* Exercise instructions *
In the records below, locate the line containing "Could you mark the stone gate", then output that line and all later lines exactly, through the last one.

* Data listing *
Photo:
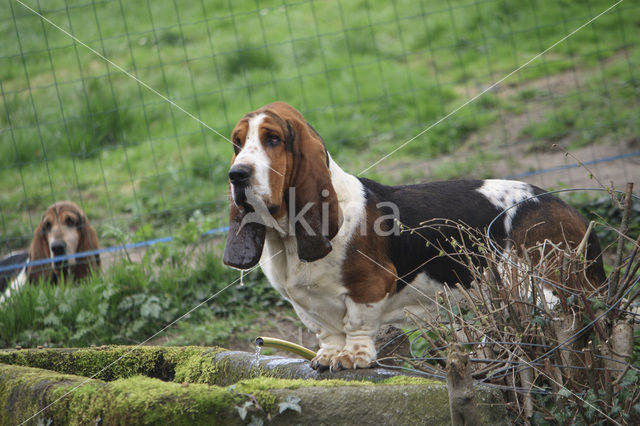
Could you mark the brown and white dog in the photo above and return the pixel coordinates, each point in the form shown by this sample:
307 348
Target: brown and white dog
63 230
329 243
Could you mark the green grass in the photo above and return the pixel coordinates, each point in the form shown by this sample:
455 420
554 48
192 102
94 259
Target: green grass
130 302
367 74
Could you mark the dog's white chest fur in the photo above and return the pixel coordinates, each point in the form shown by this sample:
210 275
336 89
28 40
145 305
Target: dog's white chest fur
316 289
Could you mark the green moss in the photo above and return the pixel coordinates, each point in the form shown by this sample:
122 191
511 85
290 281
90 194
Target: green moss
142 400
135 400
111 363
407 380
197 367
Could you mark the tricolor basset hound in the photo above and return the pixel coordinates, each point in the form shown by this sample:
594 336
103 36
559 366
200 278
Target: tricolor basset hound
63 230
329 241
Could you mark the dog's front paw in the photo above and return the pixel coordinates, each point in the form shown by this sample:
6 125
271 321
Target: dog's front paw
322 360
357 356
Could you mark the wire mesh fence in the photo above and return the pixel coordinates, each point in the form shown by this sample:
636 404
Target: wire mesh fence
125 107
368 75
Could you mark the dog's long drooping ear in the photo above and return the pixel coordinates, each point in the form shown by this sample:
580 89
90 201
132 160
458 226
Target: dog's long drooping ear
244 241
316 201
39 250
88 241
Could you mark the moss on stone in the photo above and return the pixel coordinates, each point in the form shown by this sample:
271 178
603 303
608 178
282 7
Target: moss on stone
136 400
197 367
409 380
110 363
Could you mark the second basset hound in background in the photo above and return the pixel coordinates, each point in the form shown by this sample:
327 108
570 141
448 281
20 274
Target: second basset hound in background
329 241
63 230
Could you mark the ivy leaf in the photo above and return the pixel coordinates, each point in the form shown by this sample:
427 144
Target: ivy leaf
242 411
291 403
255 421
564 392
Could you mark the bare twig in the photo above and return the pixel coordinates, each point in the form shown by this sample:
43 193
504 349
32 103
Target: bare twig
624 228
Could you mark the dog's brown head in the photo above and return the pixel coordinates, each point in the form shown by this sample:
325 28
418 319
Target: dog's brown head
280 169
64 229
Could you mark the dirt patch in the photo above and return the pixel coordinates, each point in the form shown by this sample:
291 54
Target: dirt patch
499 150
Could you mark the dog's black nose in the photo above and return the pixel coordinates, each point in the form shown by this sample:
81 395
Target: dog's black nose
58 248
240 174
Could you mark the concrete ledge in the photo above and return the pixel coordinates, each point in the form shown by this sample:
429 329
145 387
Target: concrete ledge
195 385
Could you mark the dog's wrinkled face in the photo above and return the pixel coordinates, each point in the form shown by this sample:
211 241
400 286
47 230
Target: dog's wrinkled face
262 161
279 174
60 227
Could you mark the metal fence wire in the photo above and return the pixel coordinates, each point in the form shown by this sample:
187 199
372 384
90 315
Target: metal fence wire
124 107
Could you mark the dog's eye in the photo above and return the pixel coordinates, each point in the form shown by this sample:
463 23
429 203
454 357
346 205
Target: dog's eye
273 140
237 144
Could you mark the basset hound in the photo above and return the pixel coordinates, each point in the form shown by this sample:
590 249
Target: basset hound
331 242
63 230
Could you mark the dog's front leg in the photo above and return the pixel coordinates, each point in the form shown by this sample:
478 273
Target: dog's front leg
361 324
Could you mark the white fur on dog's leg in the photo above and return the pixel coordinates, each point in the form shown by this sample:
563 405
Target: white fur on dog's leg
362 322
330 347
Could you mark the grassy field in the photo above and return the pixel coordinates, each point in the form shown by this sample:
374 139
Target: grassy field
368 75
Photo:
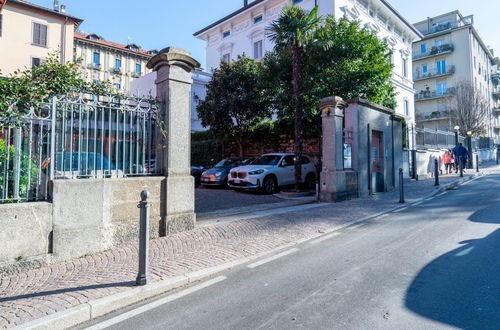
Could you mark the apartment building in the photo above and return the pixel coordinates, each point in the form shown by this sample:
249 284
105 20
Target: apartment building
451 51
103 60
244 32
30 32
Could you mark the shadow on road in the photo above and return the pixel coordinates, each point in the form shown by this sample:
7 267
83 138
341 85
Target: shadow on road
462 288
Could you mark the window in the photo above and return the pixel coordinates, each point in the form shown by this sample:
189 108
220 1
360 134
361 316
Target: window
441 88
39 34
405 67
441 66
96 60
257 49
35 61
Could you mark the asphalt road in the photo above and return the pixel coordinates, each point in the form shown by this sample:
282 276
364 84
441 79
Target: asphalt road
431 266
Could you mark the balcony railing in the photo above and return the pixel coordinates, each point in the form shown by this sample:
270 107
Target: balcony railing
429 95
434 73
435 50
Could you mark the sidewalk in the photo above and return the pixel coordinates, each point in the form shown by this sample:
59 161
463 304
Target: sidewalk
58 287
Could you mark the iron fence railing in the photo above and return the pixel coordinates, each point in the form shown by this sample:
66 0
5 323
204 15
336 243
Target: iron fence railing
79 136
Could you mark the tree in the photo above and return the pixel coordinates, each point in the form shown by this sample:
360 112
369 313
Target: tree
234 104
292 32
469 109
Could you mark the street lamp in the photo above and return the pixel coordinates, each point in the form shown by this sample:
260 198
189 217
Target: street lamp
457 128
469 148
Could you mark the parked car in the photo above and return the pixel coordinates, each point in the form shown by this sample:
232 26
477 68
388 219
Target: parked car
270 172
196 172
217 175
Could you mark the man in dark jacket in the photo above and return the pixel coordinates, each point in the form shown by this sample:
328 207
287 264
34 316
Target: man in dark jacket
461 156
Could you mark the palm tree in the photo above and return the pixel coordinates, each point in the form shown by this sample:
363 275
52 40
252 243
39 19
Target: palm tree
292 32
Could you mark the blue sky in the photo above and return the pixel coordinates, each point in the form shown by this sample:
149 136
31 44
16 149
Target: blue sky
155 24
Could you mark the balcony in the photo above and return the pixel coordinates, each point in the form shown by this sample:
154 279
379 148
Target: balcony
433 95
433 73
435 50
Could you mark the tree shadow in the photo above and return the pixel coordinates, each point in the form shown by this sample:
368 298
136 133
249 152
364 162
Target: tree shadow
66 290
462 287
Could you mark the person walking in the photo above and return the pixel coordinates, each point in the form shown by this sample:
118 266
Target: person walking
461 156
448 161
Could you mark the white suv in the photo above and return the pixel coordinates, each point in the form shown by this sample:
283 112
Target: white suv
271 171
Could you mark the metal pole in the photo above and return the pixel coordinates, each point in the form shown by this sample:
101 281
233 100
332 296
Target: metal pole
461 166
436 172
401 187
142 276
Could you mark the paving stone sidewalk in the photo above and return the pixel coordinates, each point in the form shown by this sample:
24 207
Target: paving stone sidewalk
39 292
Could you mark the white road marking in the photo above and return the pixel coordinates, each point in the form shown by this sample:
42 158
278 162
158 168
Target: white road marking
324 238
277 256
155 304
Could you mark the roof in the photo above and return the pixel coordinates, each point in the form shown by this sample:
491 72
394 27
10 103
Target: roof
111 44
241 10
46 10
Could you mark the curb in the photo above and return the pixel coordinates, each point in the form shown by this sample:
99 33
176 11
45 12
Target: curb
99 307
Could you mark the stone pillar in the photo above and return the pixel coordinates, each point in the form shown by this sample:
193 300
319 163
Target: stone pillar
332 114
174 68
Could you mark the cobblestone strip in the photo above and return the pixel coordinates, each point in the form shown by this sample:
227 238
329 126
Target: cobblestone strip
57 287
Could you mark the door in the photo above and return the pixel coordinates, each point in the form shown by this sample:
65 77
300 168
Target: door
377 158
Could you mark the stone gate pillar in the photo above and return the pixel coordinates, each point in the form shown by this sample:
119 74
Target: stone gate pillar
332 115
173 86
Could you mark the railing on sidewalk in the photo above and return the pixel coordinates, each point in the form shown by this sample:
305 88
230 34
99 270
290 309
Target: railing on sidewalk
78 136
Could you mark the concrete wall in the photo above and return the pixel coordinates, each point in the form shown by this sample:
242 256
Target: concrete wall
380 119
24 234
94 215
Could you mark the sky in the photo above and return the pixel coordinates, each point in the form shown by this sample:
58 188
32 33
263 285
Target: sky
156 24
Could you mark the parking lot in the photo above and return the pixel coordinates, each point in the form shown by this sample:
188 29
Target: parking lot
217 199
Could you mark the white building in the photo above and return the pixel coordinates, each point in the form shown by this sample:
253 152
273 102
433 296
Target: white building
145 87
244 32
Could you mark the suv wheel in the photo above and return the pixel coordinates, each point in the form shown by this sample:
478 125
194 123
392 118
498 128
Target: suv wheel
269 186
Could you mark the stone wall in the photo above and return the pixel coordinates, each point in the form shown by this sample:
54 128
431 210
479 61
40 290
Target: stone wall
25 235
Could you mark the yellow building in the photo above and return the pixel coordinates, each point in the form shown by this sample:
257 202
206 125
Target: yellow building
103 60
30 32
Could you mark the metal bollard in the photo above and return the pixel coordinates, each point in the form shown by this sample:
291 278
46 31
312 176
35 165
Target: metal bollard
143 275
461 166
436 172
401 187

* Result for this task *
Could you mark the stone gate pillar in the photo above and return the pixel coordinates, each point in the form shown by this sample:
119 74
Target: stone gate pillar
332 115
173 86
Could you mark the railing on sidewalk in the photo above and return the pixel coordinates, each point in the form shown by this sample:
305 88
230 34
99 270
290 309
Target: railing on sidewalk
78 136
Could you mark the concrete wall in the photo above and return the pixel coordinates, each point in the form shown by this sample:
242 256
Target: concrete wall
380 119
24 234
94 215
Could you mark the sky in the photo above and return the pixel coordinates, each point in the form shown by this sample:
58 188
32 33
263 285
Target: sky
156 24
Could you mark the parking lot in the photo above and return the pixel coordinates, each point in the form shown by this sample:
188 29
Target: parking lot
217 199
Could you mark the white building in the photo above and return the pixel coordinates, each point in the form shown by this sample:
253 152
273 102
433 296
Target: white building
145 87
244 32
Could you mark the suv wheel in the photo above and return the pixel coordinates, each point in the form shown by this sample:
478 125
194 123
392 118
498 128
Target: suv wheel
269 186
Could you mark the stone wall in the photo above and return the pixel coordinates, each point in the form shown by this sample:
54 128
431 210
479 61
40 290
Target: stone wall
25 235
Could you mark the yellow building in the photo above and return the pixel coordinates, each point in the form shown by this sample:
257 202
206 125
Target: yellow building
103 60
30 32
Could you mark the metal bollard in the photo above and return the pixel coordinates, each point in the form shown by this sample:
291 278
46 31
312 176
35 165
Target: metal bollard
143 275
461 166
436 172
401 187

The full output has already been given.